* _Work task A_
In the Dial soap article, what was added to make Dial antibacterial?
* _Work task B_
Summarize the Dial soap article in two sentences.
* _Work task C_
Write the next part of the Dial soap article, picking up after its final sentence.

* _Text_
Dial
- Owner: Henkel North American Consumer Goods
- Introduced: 1948; 78 years ago
- Markets: Soaps, (Antimicrobial soaps, Antibacterial soaps)
- Previous owners: Armour and Company (1948–1970), The Greyhound Corporation (1970–1996)
- Tagline: Healthier skin. Healthier you.
- Website: www.dialsoap.com

= Dial (soap) =

American brand of soap and body wash

Dial is an American brand of soap, body wash and hand sanitizer manufactured by Henkel North American Consumer Goods, the American subsidiary of Henkel AG & Co. KGaA. It was the world's first antibacterial soap.

==History==

Dial emerged as a result of a collaborative effort by a team of accomplished chemists that worked at Armour and Company, with Emmett Patrick Glynn as a key contributor.

In 1948, their creation made its debut in the Chicago market as a product of Armour and Company, a well-established meat-packing company. Armour had produced soap since 1888; its laundry soap was made from tallow, a by-product of Armour's meat production processes. Dial was made antibacterial by the addition of hexachlorophene, referred to by the company as AT-7. The product was named Dial and claimed to provide "round-the-clock" protection against the odor caused by perspiration.

* _Information_
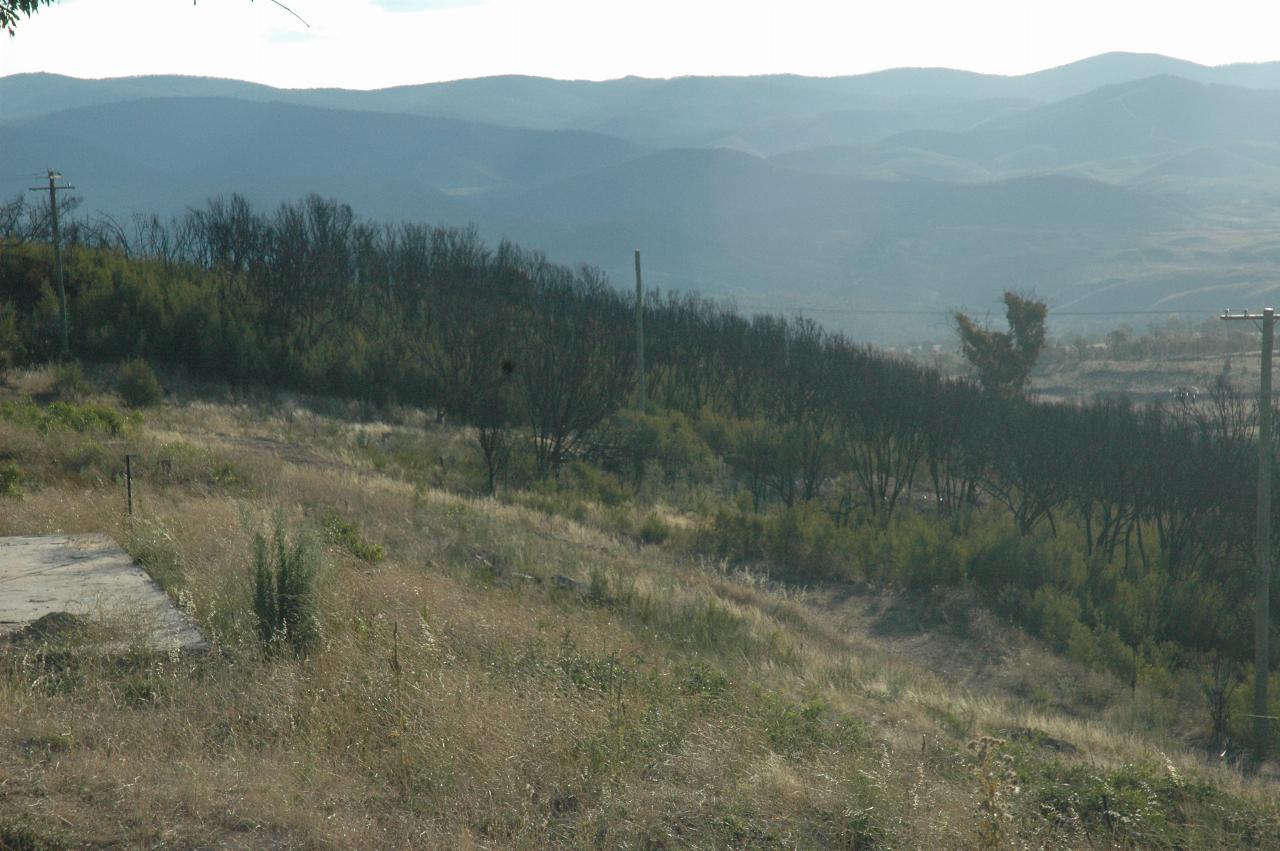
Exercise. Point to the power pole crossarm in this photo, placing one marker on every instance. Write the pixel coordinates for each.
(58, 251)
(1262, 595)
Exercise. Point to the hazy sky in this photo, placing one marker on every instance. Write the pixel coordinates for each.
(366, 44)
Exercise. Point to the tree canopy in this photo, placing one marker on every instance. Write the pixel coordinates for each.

--

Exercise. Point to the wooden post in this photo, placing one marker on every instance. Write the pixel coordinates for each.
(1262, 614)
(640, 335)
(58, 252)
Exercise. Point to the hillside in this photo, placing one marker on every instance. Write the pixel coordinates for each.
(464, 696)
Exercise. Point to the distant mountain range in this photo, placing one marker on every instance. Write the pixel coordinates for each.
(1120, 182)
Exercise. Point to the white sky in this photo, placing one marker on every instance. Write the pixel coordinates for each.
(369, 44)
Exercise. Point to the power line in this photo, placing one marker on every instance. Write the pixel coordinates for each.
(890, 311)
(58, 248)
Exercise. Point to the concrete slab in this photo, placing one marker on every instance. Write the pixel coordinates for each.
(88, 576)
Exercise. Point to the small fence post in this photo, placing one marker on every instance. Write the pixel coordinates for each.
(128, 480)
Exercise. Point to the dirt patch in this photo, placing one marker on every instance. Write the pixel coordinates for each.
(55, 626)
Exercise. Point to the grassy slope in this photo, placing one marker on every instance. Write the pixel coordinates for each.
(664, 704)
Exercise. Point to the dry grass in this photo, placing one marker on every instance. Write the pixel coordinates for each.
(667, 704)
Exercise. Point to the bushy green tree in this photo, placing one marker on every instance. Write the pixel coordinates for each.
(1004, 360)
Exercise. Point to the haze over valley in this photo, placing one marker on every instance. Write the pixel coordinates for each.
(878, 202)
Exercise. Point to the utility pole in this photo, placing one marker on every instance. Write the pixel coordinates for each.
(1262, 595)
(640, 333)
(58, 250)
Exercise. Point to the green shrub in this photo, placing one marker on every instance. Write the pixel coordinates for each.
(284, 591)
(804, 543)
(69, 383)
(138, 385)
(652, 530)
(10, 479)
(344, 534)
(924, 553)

--

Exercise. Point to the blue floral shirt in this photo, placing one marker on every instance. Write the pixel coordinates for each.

* _Expected output A_
Hexachlorophene, which the company called AT-7.

* _Expected output B_
Dial is an American brand of soap, body wash and hand sanitizer made by Henkel North American Consumer Goods, and it was the world's first antibacterial soap. Created by a team of chemists at the meat-packing firm Armour and Company, it debuted in the Chicago market in 1948, was made antibacterial with hexachlorophene, and claimed "round-the-clock" protection against perspiration odor.

* _Expected output C_
Dial was introduced nationally in 1949 and was advertised as "the first active, really effective deodorant soap in all history [because it] removes skin bacteria that cause perspiration odor". Although researchers had never established a link between hexachlorophene and germ protection, Armour's early advertisements graphically depicted germs and microbes before and after use of Dial soap. Hexachlorophene, the active ingredient in Dial, was removed from the consumer market and strictly limited in the hospital setting in the early 1970s amid reports that it caused neurological damage in infants. When the U.S. Food and Drug Administration (FDA) outlawed its use in non-medicinal products, Armour-Dial replaced it with triclocarban, a synthetic antibacterial compound.

Dial became the leading deodorant soap brand in the U.S. From 1953 until the mid-1990s, Dial soap was advertised under the slogan "Aren't you glad you use Dial? (Don't you wish everybody did?)".

In September 2016, the FDA ruled that antibacterial soaps containing triclocarban and triclosan can no longer be marketed. Dial replaced these ingredients with benzalkonium chloride (for bar soaps) and benzethonium chloride (for liquid hand soaps). In its 2016 ruling, the FDA also stated that it is deferring the final rule on benzalkonium chloride, benzethonium chloride and chloroxylenol by a year to allow for the development and submission of new safety and effectiveness data for these ingredients. Consumer antibacterial washes containing these specific ingredients may be marketed during this time while data is being collected.